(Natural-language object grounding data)
=== Section Start ===
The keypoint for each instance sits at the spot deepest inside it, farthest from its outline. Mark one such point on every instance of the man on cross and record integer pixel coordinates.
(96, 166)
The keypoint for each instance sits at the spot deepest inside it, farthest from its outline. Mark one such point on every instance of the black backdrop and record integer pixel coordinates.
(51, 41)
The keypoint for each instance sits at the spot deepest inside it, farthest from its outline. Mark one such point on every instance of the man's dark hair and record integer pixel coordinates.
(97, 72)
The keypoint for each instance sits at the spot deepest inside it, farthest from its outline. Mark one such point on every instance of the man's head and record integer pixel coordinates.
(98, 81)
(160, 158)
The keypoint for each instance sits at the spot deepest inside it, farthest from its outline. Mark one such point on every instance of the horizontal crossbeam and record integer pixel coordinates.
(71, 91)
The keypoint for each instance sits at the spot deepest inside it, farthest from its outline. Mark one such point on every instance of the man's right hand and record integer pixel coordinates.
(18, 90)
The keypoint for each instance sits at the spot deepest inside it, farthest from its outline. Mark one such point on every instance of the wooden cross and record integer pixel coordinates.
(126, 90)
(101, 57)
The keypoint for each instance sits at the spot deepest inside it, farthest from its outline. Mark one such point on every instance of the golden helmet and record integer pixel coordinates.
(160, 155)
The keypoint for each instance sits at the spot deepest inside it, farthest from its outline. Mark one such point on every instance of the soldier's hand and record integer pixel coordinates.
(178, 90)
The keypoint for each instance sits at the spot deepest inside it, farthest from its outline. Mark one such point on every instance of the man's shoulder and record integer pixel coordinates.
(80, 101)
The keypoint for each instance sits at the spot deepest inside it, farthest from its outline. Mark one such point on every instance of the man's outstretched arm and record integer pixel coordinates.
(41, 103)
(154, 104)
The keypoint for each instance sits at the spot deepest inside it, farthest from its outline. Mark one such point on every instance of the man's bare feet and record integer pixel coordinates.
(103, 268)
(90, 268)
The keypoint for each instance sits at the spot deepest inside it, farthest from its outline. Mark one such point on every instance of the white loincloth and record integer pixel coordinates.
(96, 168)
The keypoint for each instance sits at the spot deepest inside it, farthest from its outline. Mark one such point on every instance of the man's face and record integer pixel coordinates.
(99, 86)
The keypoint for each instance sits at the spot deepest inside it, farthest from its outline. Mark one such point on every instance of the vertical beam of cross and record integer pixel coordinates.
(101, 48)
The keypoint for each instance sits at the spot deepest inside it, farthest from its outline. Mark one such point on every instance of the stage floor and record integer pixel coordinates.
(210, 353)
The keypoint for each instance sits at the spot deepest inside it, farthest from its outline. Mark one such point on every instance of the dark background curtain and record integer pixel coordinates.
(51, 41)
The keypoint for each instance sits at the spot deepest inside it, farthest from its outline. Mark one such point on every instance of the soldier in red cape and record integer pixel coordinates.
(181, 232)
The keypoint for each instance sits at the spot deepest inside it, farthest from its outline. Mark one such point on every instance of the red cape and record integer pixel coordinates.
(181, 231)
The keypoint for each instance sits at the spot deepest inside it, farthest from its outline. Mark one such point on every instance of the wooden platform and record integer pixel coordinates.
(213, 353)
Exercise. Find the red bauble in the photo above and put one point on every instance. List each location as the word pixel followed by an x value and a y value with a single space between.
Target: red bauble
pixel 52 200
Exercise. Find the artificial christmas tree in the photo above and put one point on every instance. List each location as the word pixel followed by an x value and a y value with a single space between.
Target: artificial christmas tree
=== Section End ===
ASSIGNMENT: When a line among the entries above contains "List", copy it.

EXERCISE ANSWER:
Exercise. Find the red bauble in the photo above and put one point on every instance. List each location as the word pixel followed by an x value and a y value with a single space between.
Exercise. Find the artificial christmas tree in the photo above and put one point on every instance. List each location as the word pixel followed by an x value and a y value with a single space between.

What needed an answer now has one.